Stated problem
Copy out the material below, changing "washer door glass" to "dryer door window" and keeping everything else the same. Leave out the pictures.

========

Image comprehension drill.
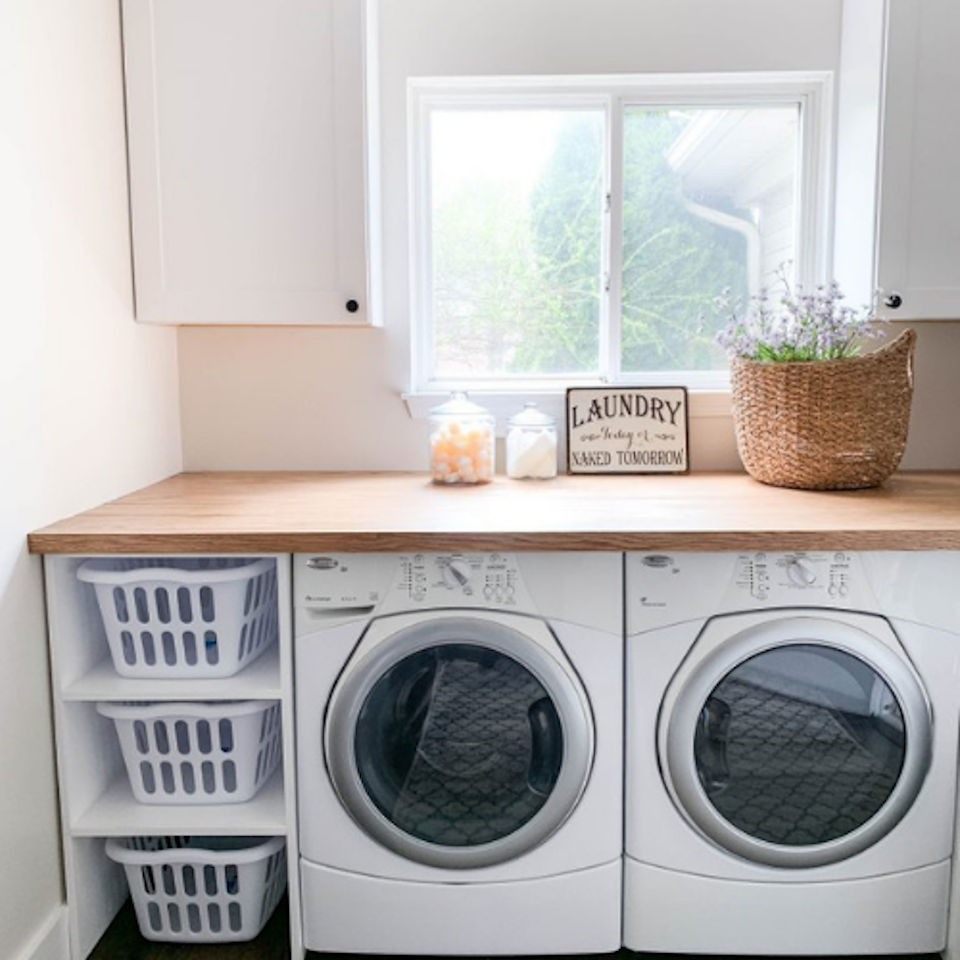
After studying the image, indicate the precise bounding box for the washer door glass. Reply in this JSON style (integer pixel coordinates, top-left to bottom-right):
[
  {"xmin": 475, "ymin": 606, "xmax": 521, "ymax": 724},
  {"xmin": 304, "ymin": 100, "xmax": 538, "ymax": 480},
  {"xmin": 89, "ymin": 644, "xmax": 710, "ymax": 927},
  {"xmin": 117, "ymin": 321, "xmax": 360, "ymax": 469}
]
[
  {"xmin": 354, "ymin": 643, "xmax": 564, "ymax": 847},
  {"xmin": 693, "ymin": 643, "xmax": 907, "ymax": 847}
]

========

Answer to this exercise
Image comprehension drill.
After studying the image, indicate the precise bounding box for the dryer door window. Reply in this JSON style (integer pixel coordinates, top-left to bottom-right):
[
  {"xmin": 475, "ymin": 606, "xmax": 521, "ymax": 724},
  {"xmin": 304, "ymin": 100, "xmax": 538, "ymax": 480},
  {"xmin": 89, "ymin": 644, "xmax": 710, "ymax": 927},
  {"xmin": 117, "ymin": 321, "xmax": 360, "ymax": 469}
]
[
  {"xmin": 354, "ymin": 643, "xmax": 564, "ymax": 847},
  {"xmin": 693, "ymin": 643, "xmax": 907, "ymax": 847}
]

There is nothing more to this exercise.